**THE TASK:**
Please show every line of the rows below that contains the word "building".

**RECORDS TO USE:**
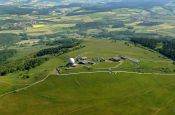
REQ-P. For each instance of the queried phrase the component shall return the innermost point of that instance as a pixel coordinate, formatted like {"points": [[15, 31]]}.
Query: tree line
{"points": [[164, 45]]}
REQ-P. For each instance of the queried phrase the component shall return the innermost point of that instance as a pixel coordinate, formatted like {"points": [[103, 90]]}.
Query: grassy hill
{"points": [[104, 93]]}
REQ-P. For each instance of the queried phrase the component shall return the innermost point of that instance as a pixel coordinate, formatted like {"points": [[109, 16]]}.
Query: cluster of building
{"points": [[119, 58], [85, 61]]}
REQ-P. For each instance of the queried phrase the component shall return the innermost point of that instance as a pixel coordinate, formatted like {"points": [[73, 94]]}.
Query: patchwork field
{"points": [[107, 89]]}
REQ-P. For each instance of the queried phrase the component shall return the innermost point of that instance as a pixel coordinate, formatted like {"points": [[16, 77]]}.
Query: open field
{"points": [[102, 31], [100, 92]]}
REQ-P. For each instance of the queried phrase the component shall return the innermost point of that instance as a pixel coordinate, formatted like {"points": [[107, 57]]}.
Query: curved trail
{"points": [[115, 73], [78, 73]]}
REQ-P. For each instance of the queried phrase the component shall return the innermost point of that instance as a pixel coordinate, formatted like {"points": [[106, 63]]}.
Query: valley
{"points": [[87, 58]]}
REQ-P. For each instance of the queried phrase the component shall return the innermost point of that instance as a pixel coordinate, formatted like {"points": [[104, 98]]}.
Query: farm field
{"points": [[120, 91], [102, 57]]}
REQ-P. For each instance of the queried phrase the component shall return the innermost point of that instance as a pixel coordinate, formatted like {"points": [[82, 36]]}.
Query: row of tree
{"points": [[164, 45], [21, 65], [5, 54]]}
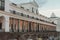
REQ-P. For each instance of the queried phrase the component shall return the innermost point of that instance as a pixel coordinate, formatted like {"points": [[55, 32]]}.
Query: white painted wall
{"points": [[7, 5], [58, 25]]}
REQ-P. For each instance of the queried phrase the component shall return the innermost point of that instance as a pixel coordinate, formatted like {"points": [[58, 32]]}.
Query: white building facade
{"points": [[26, 12]]}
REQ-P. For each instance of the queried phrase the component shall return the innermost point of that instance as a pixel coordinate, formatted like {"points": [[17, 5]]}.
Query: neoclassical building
{"points": [[24, 18]]}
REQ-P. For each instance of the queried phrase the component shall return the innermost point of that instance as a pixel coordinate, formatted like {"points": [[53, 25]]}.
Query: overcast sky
{"points": [[46, 6]]}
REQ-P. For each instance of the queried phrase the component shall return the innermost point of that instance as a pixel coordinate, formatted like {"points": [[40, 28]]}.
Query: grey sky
{"points": [[46, 6]]}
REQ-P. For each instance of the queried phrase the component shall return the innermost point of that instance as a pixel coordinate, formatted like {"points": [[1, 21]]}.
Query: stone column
{"points": [[6, 23]]}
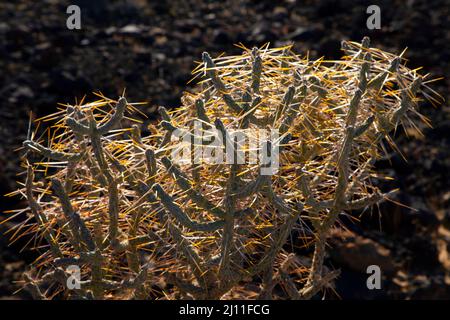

**FINISHED EXERCISE:**
Query: cluster of building
Query: white building facade
Query: neoclassical building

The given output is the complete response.